*The problem*:
Transcribe the material exactly. Images do not belong in the copy.

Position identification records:

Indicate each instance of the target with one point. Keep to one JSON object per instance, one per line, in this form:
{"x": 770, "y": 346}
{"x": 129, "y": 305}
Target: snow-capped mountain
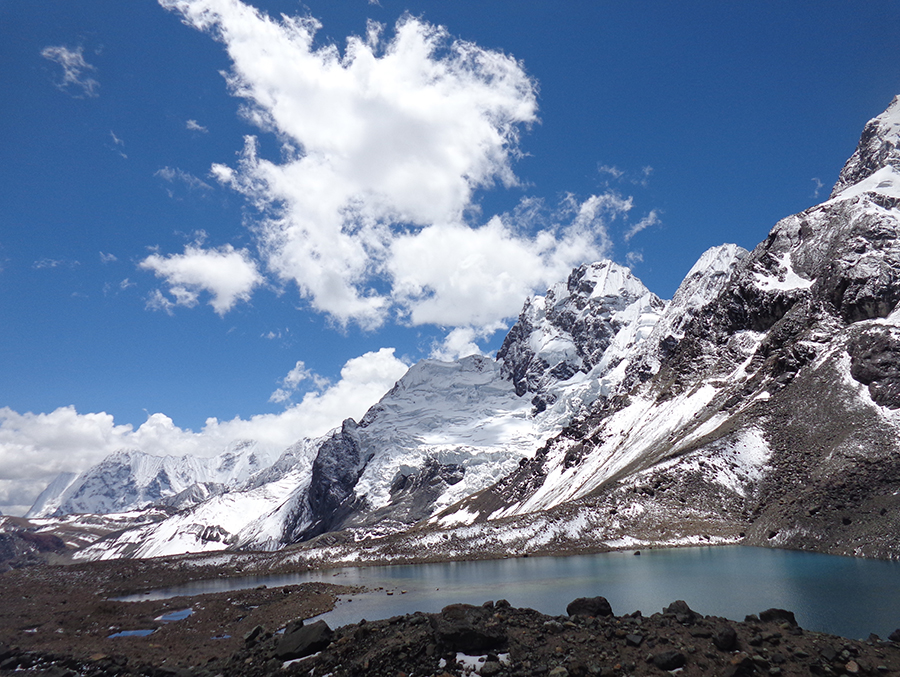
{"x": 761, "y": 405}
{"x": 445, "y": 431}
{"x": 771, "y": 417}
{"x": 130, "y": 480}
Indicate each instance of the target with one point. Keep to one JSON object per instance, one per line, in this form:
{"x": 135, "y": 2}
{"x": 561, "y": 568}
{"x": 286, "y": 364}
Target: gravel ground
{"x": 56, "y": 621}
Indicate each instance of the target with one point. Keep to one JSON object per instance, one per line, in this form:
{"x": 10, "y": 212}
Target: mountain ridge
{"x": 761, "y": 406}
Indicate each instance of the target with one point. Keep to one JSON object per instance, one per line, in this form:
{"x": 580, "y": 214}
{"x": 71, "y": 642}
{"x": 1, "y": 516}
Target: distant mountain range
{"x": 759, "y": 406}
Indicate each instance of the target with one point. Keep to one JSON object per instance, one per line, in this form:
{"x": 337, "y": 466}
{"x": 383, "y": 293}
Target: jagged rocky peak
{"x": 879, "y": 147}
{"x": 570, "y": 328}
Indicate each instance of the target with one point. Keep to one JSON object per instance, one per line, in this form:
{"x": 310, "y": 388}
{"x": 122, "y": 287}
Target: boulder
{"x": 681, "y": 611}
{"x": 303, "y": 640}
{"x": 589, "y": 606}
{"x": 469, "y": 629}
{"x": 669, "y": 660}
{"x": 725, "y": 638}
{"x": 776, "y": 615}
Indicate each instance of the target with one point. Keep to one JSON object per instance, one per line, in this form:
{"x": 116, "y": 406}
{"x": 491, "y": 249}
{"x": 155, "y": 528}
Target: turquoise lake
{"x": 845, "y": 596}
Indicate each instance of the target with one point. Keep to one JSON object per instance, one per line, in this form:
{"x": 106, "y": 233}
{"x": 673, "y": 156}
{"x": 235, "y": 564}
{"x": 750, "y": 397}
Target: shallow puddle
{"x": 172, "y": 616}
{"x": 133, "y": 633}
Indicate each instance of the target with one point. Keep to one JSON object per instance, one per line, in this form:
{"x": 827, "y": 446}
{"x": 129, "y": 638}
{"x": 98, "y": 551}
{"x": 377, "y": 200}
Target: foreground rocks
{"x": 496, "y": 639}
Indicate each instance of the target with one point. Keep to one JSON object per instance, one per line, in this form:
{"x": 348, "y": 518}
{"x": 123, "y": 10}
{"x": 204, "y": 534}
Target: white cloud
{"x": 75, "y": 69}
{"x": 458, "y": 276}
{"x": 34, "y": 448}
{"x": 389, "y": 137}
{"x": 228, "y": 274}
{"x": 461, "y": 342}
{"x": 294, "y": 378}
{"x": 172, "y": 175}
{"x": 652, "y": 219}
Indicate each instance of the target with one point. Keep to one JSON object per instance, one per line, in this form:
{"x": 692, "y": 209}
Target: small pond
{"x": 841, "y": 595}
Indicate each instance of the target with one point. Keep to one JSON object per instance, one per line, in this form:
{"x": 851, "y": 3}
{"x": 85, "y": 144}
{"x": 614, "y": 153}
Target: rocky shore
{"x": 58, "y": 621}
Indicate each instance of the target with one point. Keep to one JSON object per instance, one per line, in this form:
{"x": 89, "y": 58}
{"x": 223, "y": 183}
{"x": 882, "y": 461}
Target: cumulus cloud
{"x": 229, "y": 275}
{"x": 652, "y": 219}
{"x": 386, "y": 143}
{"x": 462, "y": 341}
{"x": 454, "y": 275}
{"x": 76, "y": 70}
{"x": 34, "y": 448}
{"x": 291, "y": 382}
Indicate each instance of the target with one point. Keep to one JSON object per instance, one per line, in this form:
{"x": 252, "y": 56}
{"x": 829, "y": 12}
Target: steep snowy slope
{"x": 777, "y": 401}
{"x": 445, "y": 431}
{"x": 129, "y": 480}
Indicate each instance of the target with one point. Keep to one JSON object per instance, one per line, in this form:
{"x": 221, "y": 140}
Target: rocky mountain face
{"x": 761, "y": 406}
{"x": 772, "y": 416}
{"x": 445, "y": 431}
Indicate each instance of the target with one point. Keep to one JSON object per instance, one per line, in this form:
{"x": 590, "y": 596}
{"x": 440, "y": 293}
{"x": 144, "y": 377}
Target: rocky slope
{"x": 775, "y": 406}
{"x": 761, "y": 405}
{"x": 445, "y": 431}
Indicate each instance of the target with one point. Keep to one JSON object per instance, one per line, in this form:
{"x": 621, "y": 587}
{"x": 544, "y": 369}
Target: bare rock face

*Finished answer*:
Indicate each instance of the target with one point. Keep to one JSON object per instance, one per line, in this form:
{"x": 770, "y": 346}
{"x": 129, "y": 305}
Target: snow-capped mountain
{"x": 761, "y": 405}
{"x": 445, "y": 431}
{"x": 771, "y": 417}
{"x": 130, "y": 480}
Indicate each instance of the target with one point. Keep to one JSON object per instance, one per line, in this form:
{"x": 135, "y": 2}
{"x": 561, "y": 568}
{"x": 286, "y": 364}
Target: gravel ground
{"x": 56, "y": 621}
Indicate each instance of the target with one point. Keep to one JSON object per instance, one per line, in this form:
{"x": 10, "y": 212}
Target: mountain ridge
{"x": 761, "y": 406}
Indicate each instance of the target with one point. Keep to one JSON object per instance, one per line, in this form:
{"x": 580, "y": 214}
{"x": 71, "y": 642}
{"x": 1, "y": 516}
Target: distant mountain range
{"x": 759, "y": 406}
Indicate each instance of the target with one point. Keep to one JSON object per instance, one per line, in this form:
{"x": 337, "y": 466}
{"x": 383, "y": 293}
Target: jagged rocky peak
{"x": 879, "y": 147}
{"x": 570, "y": 328}
Indicate each instance of the target with one point. Keep to one JSON object per instance, one per line, in this form:
{"x": 310, "y": 388}
{"x": 122, "y": 287}
Target: boulder
{"x": 681, "y": 611}
{"x": 303, "y": 640}
{"x": 589, "y": 606}
{"x": 469, "y": 629}
{"x": 669, "y": 660}
{"x": 725, "y": 638}
{"x": 776, "y": 615}
Indicate each instance of the target with one point. Keep to one JSON object per instance, one per line, in this form:
{"x": 116, "y": 406}
{"x": 491, "y": 249}
{"x": 155, "y": 528}
Target: turquoise lake
{"x": 845, "y": 596}
Indicate each instance of the target with one point. Keep to one JSON object per instance, one per line, in this form:
{"x": 106, "y": 233}
{"x": 673, "y": 156}
{"x": 235, "y": 564}
{"x": 750, "y": 397}
Target: shallow puddle
{"x": 172, "y": 616}
{"x": 133, "y": 633}
Indicate each instance of the target with one point. Keep to one JSON object per instance, one per line, in this form:
{"x": 827, "y": 446}
{"x": 129, "y": 638}
{"x": 98, "y": 551}
{"x": 377, "y": 200}
Target: foreground rocks
{"x": 496, "y": 639}
Indicate each instance of the target with one point. Keep to one JSON object per instance, one per line, in this form:
{"x": 348, "y": 518}
{"x": 123, "y": 10}
{"x": 204, "y": 534}
Target: white cloud
{"x": 75, "y": 69}
{"x": 458, "y": 276}
{"x": 34, "y": 448}
{"x": 389, "y": 137}
{"x": 228, "y": 274}
{"x": 461, "y": 342}
{"x": 294, "y": 378}
{"x": 172, "y": 175}
{"x": 652, "y": 219}
Indicate each instance of the target with one point. Keep to one JSON object per instance, one per line, in this form:
{"x": 692, "y": 209}
Target: small pond
{"x": 841, "y": 595}
Indicate each instance of the target with one point. Keep to one JSON object per instance, one per line, in this form:
{"x": 851, "y": 3}
{"x": 85, "y": 144}
{"x": 614, "y": 153}
Target: rocky shore
{"x": 58, "y": 621}
Indicate each instance of the target with one point. Keep to one JSON object per instance, one per line, in this form:
{"x": 89, "y": 58}
{"x": 223, "y": 183}
{"x": 882, "y": 461}
Target: cumulus cloud
{"x": 229, "y": 275}
{"x": 652, "y": 219}
{"x": 386, "y": 143}
{"x": 462, "y": 341}
{"x": 454, "y": 275}
{"x": 76, "y": 70}
{"x": 34, "y": 448}
{"x": 291, "y": 382}
Indicate each instance of the target with one point. Keep to one JSON object per instance, one per line, in this form:
{"x": 252, "y": 56}
{"x": 829, "y": 12}
Target: steep snowy slope
{"x": 777, "y": 401}
{"x": 445, "y": 431}
{"x": 129, "y": 480}
Indicate each instance of the target with one point. Keep to one JSON object per instance, one per line, in this form:
{"x": 221, "y": 140}
Target: rocky mountain face
{"x": 761, "y": 406}
{"x": 772, "y": 416}
{"x": 445, "y": 431}
Indicate each instance of the target with one point. Keep to one JSON object per instance, one per line, in this form:
{"x": 590, "y": 596}
{"x": 440, "y": 293}
{"x": 144, "y": 377}
Target: rocky slope
{"x": 775, "y": 406}
{"x": 761, "y": 405}
{"x": 445, "y": 431}
Indicate each instance of the target with one point. Keep to one JSON object per instance, one per line, in this form:
{"x": 621, "y": 587}
{"x": 544, "y": 369}
Target: bare rock face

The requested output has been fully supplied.